> _TASK PROMPT_: Shift the portion of the listing from the line containing "subject: person with short gray hair" down to the end of the listing, both ends included, by adding 96 to every coordinate in its answers. Reproduce every line of that portion, changing nothing else.

> _LISTED ENTRIES_:
▽

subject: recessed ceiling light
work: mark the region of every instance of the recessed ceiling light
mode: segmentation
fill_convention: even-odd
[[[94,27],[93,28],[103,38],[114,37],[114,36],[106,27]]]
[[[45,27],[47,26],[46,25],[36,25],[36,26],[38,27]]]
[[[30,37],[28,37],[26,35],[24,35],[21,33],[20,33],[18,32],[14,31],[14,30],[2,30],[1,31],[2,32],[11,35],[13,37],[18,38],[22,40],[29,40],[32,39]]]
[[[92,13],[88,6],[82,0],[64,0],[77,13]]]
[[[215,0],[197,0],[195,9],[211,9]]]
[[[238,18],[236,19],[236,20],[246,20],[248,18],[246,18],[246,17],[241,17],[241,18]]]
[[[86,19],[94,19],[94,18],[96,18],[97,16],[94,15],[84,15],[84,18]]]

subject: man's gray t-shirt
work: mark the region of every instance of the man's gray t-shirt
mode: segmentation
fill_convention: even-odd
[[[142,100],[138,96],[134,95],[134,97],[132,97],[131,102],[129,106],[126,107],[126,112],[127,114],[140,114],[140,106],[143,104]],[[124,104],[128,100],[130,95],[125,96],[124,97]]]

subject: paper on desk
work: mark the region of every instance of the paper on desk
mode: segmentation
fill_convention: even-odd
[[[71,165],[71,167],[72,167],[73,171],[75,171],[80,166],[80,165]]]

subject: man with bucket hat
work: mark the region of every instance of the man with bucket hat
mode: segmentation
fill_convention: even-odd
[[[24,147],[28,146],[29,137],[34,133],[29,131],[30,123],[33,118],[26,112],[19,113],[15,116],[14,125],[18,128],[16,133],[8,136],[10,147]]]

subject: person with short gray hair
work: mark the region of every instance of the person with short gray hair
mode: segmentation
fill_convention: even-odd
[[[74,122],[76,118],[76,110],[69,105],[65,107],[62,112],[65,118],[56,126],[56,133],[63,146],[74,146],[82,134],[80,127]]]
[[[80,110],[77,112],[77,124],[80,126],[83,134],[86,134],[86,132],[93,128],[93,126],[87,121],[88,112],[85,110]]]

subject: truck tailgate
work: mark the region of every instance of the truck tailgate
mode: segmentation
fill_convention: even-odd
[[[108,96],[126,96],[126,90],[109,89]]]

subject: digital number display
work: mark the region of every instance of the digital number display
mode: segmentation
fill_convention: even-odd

△

> _WRITTEN RESPONSE_:
subject: person with short gray hair
work: mark the region of every instance of the person with short gray hair
mode: segmentation
fill_convention: even-odd
[[[170,218],[172,214],[172,206],[165,201],[161,203],[158,208],[161,214],[152,222],[152,229],[159,242],[170,242],[178,230],[176,223]]]
[[[176,206],[173,208],[173,220],[176,222],[179,230],[182,230],[182,228],[189,224],[189,222],[183,217],[184,208],[181,206]]]

subject: truck tailgate
work: mark the region of every instance of the truck tailgate
mode: segmentation
fill_convention: even-odd
[[[204,192],[222,192],[222,186],[205,185]]]

subject: digital number display
work: mark the region of every instance of the digital number display
mode: segmentation
fill_convention: even-odd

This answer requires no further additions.